- Written problem -
Pick out every line of the material below that contains the string "water", and copy each one. Matching is case-sensitive.
————
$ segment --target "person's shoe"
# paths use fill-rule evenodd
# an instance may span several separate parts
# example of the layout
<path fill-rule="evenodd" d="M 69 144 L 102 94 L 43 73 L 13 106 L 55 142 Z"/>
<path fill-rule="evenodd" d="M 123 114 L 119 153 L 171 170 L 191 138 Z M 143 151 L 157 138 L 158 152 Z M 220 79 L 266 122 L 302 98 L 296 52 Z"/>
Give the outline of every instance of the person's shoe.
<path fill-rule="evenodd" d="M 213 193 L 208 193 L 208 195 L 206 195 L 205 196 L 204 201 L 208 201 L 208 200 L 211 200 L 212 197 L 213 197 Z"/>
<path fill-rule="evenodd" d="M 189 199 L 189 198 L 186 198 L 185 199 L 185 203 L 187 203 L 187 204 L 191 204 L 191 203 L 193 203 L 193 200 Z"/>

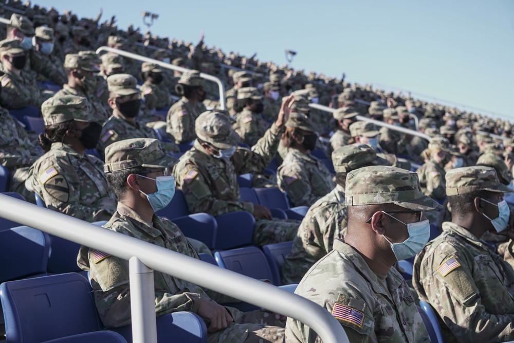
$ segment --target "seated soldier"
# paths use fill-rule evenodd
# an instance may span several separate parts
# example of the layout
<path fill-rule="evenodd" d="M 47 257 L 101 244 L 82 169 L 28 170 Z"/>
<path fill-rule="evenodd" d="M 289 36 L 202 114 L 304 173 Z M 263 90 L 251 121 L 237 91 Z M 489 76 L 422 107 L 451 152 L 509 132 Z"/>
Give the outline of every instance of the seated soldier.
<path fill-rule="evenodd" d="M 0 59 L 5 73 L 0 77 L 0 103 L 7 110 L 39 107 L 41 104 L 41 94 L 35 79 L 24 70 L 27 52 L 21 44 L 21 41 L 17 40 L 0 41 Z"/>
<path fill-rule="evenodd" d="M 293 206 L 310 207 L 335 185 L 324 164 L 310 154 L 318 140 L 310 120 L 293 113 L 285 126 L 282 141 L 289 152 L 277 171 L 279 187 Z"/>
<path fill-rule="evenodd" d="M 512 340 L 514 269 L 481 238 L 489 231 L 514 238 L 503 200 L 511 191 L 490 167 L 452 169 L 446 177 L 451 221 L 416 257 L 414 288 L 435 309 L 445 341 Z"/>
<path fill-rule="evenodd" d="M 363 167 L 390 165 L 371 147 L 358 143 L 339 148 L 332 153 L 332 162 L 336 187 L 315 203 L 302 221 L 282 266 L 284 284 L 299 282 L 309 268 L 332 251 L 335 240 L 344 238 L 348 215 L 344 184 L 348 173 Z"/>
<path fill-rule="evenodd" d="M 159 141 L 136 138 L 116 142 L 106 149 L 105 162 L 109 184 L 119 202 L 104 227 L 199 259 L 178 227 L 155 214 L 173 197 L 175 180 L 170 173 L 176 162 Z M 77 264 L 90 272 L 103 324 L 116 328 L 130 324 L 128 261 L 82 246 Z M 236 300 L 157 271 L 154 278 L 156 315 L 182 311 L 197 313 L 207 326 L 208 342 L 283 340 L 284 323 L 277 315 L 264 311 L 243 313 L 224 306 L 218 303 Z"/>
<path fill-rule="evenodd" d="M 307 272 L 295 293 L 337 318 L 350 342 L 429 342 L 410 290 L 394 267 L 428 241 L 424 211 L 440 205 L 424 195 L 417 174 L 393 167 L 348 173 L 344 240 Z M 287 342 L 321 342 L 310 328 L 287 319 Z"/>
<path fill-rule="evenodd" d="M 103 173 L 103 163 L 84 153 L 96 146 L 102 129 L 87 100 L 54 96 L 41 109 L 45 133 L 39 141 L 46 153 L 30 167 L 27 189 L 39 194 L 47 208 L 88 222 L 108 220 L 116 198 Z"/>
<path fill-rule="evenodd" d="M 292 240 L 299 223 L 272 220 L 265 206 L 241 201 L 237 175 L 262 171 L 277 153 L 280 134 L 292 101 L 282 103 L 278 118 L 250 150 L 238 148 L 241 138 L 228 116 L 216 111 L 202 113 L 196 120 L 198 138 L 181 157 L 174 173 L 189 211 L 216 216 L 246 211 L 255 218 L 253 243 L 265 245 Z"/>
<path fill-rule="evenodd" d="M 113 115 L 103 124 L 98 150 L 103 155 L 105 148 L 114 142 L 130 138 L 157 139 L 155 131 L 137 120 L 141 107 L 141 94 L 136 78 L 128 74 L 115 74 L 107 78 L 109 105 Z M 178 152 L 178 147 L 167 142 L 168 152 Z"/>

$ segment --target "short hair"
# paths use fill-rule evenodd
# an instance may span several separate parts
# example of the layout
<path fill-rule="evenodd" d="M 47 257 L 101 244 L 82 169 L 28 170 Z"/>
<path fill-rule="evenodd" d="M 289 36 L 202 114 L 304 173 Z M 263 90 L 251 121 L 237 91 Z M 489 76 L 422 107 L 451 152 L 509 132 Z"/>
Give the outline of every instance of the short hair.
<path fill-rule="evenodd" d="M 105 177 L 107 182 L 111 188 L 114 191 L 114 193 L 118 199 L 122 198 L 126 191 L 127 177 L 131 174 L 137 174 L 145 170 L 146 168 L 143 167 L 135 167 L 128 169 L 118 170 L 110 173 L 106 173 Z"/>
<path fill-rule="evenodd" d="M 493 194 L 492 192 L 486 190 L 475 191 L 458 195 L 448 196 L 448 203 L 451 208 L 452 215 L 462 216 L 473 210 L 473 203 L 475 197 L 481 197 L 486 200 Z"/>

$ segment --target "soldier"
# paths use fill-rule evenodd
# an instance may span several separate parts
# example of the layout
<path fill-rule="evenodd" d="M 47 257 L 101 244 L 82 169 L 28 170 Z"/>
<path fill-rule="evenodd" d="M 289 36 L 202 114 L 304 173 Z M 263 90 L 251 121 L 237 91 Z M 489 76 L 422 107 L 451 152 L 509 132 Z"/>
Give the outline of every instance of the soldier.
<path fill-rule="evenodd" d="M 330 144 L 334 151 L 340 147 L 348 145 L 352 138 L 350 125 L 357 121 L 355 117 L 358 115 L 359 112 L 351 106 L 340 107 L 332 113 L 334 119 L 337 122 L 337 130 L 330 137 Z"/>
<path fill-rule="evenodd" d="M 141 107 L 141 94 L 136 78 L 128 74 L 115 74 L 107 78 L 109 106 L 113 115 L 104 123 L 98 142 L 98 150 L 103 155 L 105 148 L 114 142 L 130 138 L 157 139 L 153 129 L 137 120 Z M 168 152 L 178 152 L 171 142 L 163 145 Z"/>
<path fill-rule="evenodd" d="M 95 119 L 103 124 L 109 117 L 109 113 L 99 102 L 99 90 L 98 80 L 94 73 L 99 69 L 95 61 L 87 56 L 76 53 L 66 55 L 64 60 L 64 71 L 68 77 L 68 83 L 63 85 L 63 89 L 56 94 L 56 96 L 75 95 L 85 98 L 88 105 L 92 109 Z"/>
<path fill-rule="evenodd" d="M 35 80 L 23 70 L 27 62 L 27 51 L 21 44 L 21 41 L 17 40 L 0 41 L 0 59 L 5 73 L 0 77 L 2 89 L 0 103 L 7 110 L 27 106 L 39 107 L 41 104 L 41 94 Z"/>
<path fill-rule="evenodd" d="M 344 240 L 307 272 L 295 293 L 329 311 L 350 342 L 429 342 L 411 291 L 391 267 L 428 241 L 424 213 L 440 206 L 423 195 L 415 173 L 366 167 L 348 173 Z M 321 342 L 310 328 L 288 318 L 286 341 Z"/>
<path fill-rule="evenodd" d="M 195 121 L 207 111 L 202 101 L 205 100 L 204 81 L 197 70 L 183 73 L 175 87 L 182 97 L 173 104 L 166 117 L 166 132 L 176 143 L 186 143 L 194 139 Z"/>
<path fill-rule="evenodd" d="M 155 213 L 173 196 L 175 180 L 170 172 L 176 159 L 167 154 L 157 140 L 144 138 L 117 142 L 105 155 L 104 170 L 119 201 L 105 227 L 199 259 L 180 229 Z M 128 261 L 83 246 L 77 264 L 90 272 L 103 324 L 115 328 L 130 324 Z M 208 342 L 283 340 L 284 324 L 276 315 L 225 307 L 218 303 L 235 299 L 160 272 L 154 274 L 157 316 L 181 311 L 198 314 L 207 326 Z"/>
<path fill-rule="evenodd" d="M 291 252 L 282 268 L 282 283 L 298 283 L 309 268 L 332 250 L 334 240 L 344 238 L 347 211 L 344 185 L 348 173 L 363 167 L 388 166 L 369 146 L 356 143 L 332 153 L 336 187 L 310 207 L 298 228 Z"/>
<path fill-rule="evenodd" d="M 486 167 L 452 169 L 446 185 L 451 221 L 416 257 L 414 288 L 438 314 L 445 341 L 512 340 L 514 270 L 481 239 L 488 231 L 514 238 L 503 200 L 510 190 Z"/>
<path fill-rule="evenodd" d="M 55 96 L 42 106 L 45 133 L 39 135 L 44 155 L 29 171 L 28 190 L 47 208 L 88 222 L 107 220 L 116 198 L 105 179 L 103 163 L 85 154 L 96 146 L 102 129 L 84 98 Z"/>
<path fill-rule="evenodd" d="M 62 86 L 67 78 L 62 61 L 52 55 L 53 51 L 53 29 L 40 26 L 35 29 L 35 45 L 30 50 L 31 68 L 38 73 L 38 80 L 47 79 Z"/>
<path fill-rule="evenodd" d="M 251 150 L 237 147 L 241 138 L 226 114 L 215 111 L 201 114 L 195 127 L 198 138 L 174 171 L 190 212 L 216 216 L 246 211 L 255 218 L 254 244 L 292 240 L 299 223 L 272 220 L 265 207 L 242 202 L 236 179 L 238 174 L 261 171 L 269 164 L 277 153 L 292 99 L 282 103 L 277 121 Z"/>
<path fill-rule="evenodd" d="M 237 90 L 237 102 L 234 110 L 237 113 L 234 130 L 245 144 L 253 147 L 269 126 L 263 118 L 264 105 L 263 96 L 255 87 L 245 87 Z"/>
————
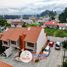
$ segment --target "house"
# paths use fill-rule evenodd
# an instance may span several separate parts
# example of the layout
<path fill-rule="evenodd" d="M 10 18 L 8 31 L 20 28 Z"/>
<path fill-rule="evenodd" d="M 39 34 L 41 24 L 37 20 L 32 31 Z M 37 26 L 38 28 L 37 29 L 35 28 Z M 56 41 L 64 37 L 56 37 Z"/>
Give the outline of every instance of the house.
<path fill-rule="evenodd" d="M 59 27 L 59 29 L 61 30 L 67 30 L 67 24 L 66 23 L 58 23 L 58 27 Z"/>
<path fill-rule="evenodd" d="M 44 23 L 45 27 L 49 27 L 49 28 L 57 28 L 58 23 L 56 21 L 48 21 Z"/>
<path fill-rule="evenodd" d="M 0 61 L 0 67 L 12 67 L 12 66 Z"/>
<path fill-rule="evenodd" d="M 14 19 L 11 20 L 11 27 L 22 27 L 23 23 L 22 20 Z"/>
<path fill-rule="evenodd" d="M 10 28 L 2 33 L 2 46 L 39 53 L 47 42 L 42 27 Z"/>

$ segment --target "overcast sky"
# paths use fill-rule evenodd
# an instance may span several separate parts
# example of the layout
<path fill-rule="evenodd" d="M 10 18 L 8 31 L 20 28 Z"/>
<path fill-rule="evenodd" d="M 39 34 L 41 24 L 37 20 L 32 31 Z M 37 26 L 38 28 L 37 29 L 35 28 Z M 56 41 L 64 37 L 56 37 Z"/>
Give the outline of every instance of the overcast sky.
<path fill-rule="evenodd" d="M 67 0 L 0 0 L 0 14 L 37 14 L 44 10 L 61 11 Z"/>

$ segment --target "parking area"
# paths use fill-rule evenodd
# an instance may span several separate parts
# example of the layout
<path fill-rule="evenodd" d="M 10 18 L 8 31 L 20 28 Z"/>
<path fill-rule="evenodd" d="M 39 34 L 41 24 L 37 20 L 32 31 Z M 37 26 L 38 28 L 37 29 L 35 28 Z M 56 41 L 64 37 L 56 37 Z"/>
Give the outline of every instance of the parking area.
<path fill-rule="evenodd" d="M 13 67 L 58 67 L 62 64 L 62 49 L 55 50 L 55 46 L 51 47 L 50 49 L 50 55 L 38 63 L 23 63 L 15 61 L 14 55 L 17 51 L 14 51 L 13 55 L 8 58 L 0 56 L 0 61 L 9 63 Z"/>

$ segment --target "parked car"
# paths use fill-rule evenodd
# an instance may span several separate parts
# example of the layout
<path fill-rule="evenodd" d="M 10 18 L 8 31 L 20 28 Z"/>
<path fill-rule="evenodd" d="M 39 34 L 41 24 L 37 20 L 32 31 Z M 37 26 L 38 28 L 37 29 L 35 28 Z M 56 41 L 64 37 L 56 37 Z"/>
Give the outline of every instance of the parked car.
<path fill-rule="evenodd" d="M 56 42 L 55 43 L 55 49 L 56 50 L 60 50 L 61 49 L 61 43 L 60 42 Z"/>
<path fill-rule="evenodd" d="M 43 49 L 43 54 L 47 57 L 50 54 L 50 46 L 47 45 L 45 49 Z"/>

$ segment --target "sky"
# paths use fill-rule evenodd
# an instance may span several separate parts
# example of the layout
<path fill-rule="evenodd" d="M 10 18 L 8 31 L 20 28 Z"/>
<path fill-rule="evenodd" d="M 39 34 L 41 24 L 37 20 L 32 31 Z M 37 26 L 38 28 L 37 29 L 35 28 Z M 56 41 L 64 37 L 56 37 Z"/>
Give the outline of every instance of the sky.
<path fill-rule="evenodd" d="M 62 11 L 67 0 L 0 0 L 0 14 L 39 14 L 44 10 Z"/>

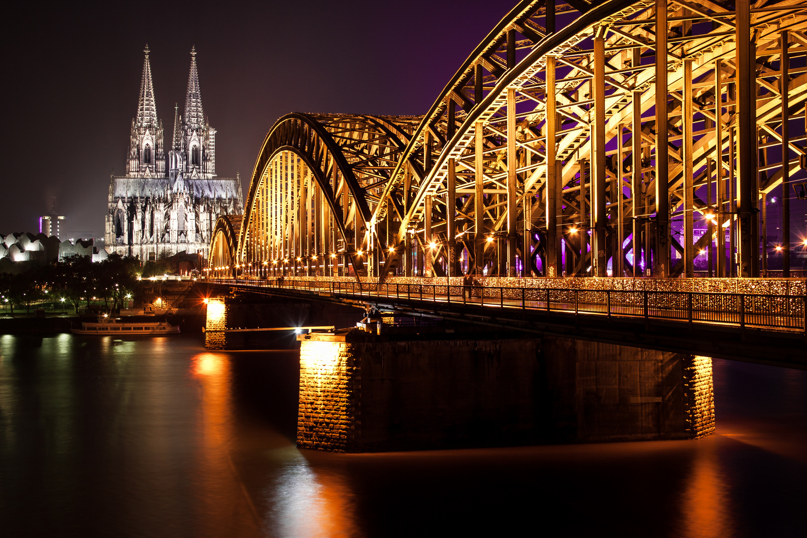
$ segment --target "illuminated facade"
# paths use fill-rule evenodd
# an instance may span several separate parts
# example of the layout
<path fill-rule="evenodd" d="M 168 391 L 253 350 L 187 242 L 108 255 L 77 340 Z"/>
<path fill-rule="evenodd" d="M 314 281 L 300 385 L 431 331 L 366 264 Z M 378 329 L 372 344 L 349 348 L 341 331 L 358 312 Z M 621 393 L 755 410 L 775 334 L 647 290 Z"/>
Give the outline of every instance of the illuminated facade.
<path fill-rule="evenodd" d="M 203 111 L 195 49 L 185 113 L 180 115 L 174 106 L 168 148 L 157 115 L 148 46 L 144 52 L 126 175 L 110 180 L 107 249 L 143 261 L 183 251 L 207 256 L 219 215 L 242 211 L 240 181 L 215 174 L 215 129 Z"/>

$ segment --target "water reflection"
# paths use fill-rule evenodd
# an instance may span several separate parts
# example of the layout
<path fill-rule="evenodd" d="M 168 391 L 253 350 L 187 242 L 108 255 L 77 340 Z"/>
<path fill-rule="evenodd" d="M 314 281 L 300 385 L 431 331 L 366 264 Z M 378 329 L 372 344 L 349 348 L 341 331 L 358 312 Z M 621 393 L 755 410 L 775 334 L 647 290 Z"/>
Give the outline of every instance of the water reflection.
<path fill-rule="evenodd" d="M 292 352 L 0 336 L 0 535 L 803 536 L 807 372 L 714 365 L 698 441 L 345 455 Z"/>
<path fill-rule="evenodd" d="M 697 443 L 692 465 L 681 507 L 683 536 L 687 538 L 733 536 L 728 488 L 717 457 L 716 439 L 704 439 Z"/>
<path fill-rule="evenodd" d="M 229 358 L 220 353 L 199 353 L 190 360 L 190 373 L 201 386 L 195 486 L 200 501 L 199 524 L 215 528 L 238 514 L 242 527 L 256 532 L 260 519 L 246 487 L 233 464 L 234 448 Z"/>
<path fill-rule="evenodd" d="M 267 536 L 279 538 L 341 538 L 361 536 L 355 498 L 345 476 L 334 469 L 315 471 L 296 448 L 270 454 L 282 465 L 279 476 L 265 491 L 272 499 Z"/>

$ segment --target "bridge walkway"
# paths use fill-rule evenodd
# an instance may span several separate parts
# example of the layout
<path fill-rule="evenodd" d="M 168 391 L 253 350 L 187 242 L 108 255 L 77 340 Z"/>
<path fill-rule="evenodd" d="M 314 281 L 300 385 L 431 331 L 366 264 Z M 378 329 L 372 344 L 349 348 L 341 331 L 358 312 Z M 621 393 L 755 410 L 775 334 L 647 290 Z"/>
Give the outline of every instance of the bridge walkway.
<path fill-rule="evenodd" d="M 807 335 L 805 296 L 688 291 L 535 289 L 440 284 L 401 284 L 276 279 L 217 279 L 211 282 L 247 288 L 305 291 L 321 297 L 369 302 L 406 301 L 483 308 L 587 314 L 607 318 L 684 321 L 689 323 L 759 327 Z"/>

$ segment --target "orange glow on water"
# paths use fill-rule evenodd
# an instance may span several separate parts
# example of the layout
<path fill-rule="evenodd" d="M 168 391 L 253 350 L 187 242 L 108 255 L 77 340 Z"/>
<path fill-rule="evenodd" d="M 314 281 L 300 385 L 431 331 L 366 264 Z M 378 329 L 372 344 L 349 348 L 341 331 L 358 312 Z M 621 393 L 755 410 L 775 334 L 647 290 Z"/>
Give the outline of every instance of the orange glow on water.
————
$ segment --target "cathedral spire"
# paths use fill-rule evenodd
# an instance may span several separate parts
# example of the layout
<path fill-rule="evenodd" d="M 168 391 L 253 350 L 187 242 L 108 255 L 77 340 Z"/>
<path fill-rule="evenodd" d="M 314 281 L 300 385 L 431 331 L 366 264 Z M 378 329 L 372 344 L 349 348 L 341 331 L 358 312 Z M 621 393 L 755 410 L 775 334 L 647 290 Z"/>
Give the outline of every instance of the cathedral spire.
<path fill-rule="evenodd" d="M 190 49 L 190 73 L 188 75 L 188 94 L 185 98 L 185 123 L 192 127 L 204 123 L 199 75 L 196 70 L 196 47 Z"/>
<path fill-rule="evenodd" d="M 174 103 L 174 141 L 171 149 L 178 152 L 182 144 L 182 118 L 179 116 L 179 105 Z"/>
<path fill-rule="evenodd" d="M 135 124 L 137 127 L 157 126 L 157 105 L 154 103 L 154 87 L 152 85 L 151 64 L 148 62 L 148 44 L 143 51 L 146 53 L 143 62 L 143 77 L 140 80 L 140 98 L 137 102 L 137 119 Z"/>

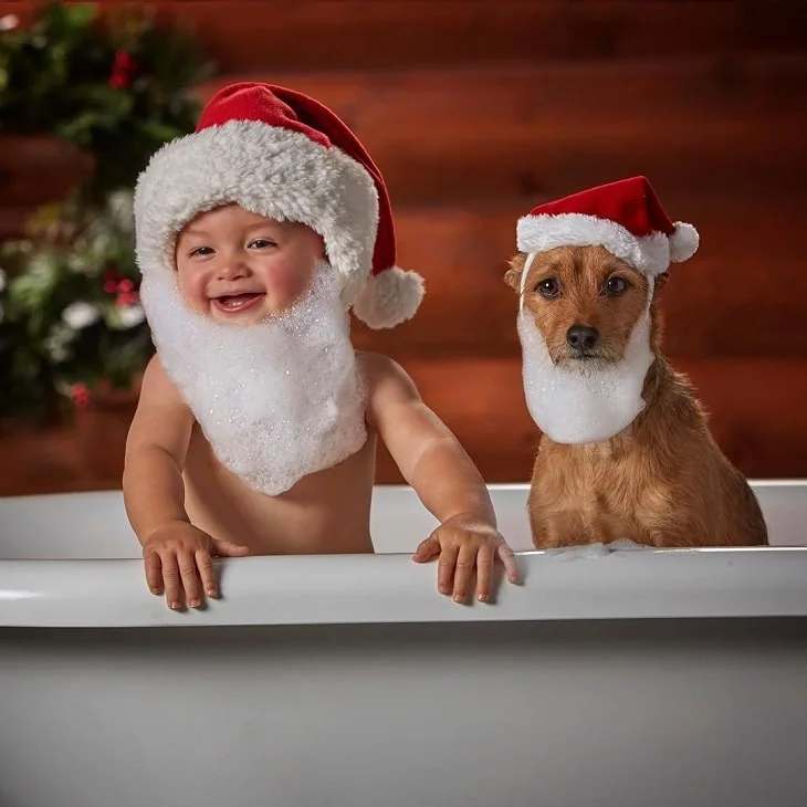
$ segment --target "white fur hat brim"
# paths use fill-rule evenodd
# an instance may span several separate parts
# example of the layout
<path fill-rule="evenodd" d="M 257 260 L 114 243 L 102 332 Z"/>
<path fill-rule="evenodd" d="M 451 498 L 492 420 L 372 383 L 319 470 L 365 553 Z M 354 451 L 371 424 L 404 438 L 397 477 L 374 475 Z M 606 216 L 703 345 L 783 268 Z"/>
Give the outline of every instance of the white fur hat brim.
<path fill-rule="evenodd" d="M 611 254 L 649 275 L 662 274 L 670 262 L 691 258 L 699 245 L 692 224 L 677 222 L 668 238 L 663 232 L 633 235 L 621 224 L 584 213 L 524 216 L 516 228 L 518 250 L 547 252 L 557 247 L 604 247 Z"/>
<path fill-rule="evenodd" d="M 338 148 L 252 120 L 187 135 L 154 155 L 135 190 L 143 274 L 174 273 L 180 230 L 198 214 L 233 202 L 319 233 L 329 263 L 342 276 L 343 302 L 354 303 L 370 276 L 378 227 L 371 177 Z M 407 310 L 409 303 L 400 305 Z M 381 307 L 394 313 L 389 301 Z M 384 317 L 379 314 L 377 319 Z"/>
————
- Finished answer -
$ segment --target "water reflection"
Give the outline of every instance of the water reflection.
$ segment --target "orange glow on water"
Give the outline of every instance of the orange glow on water.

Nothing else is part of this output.